On January 15, 2014, a group called Wasatch Equality and four individual snowboarders filed a lawsuit in the United States District Court for the District of Utah against Alta Ski Area and the United States Forest Service, seeking to permanently disallow Alta from enforcing its anti-snowboarder policy and snowboarding ban. Alta Ski Area prevailed in the ruling and continues to exclusively serve skiers.

== Climate ==
At 11051 ft, Sugarloaf Mountain, is a high peak within the Alta Ski Area. Sugarloaf Mountain has a subalpine climate (Köppen Dfc), bordering on an alpine climate (Köppen ETH). There is no weather station at the summit, but this climate table contains interpolated data for an area around the summit.

Climate data for Sugarloaf Mountain (Alta) 40.5641 N, 111.6236 W, Elevation: 10,482 ft (3,195 m) (1991–2020 normals)
_ _ _ _
Tasks:
a. In the Alta Ski Area passage, repeat the stretch from "On January 15, 2014, a" through "around the summit." word for word.
b. According to the Alta Ski Area passage, in which court did Wasatch Equality and the four snowboarders file their lawsuit?

Stored data:
_ _ _ _
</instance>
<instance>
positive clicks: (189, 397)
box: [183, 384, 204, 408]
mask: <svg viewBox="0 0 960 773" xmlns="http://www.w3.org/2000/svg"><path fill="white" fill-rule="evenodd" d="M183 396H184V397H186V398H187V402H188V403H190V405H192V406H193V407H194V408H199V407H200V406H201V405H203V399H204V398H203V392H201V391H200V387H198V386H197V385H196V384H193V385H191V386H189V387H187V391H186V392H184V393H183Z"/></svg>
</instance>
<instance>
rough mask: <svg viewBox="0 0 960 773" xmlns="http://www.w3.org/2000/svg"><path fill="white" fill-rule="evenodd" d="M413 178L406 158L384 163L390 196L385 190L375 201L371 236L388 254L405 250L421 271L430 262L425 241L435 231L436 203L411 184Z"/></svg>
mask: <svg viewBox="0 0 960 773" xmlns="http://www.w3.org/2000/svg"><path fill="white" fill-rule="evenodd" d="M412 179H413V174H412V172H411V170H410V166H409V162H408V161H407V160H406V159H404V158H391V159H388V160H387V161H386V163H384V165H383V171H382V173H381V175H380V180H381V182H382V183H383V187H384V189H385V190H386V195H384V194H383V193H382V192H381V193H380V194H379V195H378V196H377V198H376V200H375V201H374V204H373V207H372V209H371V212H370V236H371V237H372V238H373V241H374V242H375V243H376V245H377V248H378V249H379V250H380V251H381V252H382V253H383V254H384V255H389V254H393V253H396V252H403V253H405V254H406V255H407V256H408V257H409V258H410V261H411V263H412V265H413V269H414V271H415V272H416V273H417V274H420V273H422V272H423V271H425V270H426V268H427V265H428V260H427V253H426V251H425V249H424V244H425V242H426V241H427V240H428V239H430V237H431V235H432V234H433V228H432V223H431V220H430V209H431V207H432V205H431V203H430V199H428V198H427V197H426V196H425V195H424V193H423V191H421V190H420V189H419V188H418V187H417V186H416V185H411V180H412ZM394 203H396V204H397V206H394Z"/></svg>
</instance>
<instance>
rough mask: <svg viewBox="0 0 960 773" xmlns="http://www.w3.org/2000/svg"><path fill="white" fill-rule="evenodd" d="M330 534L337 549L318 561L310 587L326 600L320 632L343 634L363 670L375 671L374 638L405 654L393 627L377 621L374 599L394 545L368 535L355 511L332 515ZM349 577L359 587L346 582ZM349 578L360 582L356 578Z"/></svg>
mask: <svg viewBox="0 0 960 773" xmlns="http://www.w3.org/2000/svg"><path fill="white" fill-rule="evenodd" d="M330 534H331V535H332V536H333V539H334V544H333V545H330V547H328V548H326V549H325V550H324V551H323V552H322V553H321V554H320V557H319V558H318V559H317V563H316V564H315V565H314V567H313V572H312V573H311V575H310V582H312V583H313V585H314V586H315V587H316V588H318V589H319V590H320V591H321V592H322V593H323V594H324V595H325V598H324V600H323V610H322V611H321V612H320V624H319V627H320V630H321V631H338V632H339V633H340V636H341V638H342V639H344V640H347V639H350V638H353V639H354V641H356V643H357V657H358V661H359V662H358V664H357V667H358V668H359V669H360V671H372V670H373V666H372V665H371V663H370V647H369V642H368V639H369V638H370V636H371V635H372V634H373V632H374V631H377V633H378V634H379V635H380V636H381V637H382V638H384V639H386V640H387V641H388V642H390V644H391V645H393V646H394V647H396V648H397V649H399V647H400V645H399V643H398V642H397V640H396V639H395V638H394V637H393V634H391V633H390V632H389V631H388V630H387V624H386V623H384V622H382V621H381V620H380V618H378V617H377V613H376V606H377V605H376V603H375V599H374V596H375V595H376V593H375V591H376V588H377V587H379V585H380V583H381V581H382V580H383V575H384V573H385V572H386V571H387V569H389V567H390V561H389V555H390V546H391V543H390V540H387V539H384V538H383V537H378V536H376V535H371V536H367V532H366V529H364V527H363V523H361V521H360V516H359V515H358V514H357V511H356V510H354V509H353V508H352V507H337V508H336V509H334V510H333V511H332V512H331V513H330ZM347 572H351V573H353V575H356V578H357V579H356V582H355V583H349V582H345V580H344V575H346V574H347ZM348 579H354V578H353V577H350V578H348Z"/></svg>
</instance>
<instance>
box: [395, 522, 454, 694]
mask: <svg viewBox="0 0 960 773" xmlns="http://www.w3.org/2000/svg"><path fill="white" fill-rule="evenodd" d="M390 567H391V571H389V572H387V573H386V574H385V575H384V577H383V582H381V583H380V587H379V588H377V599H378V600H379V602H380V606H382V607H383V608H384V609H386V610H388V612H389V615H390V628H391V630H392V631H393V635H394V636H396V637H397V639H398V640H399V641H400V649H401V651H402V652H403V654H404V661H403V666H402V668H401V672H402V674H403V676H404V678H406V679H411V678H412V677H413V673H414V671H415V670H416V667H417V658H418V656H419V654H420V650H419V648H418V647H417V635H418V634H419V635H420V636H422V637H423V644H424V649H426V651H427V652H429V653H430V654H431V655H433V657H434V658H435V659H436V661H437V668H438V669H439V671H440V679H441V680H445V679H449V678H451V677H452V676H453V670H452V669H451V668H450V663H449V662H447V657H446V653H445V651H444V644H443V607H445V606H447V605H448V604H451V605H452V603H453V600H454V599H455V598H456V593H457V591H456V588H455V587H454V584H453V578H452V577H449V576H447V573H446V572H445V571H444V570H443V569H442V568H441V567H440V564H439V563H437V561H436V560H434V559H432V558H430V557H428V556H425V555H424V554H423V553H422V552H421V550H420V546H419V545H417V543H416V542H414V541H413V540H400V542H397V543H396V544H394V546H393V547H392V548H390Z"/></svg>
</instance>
_ _ _ _
Solutions to each task:
a.
On January 15, 2014, a group called Wasatch Equality and four individual snowboarders filed a lawsuit in the United States District Court for the District of Utah against Alta Ski Area and the United States Forest Service, seeking to permanently disallow Alta from enforcing its anti-snowboarder policy and snowboarding ban. Alta Ski Area prevailed in the ruling and continues to exclusively serve skiers.

== Climate ==
At 11051 ft, Sugarloaf Mountain, is a high peak within the Alta Ski Area. Sugarloaf Mountain has a subalpine climate (Köppen Dfc), bordering on an alpine climate (Köppen ETH). There is no weather station at the summit, but this climate table contains interpolated data for an area around the summit.

b. The United States District Court for the District of Utah.